▶ **Texto extraído**:

A Organização Mundial da Saúde (OMS) enfrenta críticas por reduzir programas de segurança do trabalhador justamente quando as mudanças climáticas tornam atividades como agricultura e construção ainda mais perigosas. Especialistas alertam que a entidade global precisa agir com urgência para evitar um colapso na proteção de milhões de pessoas expostas a condições extremas, desde ondas de calor sufocantes até tempestades violentas.

No Brasil, onde o agronegócio e a construção civil empregam milhões e sofrem diretamente com os efeitos do clima — como secas prolongadas e chuvas torrenciais —, a decisão da OMS soa ainda mais preocupante. O país, que já registra altas taxas de doenças relacionadas ao trabalho, como insolação e problemas respiratórios, corre o risco de ver esses índices explodirem sem políticas efetivas de prevenção e fiscalização. Além disso, a falta de atenção da OMS nesse tema afeta diretamente a saúde pública, já sobrecarregada por outras crises, como a pandemia.

A pressão sobre a OMS deve crescer nas próximas semanas, com organizações sindicais e ambientalistas cobrando respostas rápidas para evitar um retrocesso na luta por direitos trabalhistas e saúde ocupacional diante da emergência climática.

▶ **Objetivo do exercício**:
No texto sobre a OMS, que doenças relacionadas ao trabalho são citadas como exemplo das altas taxas já registradas no Brasil?

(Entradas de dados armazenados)

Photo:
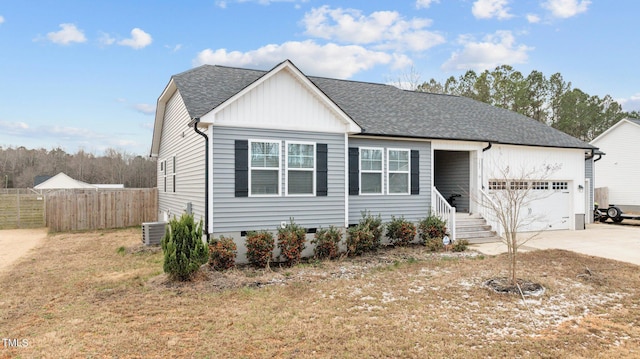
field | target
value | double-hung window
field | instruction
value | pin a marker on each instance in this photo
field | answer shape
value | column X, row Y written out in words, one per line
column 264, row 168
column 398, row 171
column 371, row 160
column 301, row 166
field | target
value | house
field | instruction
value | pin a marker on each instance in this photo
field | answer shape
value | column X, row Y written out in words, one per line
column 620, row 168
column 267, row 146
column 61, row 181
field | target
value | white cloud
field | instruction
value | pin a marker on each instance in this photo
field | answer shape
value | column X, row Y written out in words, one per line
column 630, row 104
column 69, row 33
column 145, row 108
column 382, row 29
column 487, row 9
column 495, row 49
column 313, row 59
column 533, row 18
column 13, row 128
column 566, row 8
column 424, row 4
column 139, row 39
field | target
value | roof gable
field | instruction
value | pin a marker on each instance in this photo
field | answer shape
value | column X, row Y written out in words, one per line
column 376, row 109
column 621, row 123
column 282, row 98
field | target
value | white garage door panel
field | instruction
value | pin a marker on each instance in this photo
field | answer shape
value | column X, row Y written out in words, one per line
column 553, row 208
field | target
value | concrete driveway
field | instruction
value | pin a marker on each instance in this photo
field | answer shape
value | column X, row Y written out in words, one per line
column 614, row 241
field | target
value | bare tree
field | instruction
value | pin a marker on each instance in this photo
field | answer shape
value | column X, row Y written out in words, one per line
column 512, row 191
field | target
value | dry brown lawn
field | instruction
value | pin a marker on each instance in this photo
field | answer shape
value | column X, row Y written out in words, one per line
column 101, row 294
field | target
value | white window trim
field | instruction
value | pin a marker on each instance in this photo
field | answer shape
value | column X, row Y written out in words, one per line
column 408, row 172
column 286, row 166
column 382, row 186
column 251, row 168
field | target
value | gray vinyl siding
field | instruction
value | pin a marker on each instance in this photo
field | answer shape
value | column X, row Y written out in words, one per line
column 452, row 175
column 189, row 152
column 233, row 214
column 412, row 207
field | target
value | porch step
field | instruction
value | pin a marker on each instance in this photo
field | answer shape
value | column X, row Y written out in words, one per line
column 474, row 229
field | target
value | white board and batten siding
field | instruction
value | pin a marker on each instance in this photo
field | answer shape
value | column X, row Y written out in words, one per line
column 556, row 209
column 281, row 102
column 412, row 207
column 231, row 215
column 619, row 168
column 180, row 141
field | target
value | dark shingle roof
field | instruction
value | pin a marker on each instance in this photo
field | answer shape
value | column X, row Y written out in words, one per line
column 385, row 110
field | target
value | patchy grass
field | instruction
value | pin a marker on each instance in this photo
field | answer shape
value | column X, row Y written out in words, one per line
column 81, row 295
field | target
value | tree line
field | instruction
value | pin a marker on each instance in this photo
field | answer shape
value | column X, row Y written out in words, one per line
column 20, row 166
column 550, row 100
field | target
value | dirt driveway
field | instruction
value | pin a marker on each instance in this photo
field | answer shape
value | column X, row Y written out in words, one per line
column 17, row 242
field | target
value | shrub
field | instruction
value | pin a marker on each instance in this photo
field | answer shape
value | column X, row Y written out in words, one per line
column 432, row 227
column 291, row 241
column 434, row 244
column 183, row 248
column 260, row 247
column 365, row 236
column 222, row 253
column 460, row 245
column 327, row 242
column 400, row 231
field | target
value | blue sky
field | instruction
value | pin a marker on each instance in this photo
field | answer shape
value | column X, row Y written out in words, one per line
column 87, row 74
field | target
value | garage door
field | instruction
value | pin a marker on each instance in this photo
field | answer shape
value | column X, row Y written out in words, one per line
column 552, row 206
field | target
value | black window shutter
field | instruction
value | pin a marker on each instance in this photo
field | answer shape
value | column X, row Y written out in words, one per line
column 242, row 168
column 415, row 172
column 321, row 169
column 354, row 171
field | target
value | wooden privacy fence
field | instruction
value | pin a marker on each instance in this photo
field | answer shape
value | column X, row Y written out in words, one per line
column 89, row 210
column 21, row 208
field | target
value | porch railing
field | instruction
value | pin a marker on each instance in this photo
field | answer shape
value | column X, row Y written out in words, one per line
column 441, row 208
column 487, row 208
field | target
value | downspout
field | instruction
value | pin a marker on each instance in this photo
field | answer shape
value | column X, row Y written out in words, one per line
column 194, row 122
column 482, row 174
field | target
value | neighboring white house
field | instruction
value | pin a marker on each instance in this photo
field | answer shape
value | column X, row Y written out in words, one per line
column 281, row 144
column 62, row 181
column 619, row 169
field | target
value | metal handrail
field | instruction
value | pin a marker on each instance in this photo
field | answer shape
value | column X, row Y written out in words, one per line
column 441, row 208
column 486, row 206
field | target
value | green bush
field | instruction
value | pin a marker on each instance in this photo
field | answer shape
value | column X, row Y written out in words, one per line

▶ **Sua solução**:
Insolação e problemas respiratórios.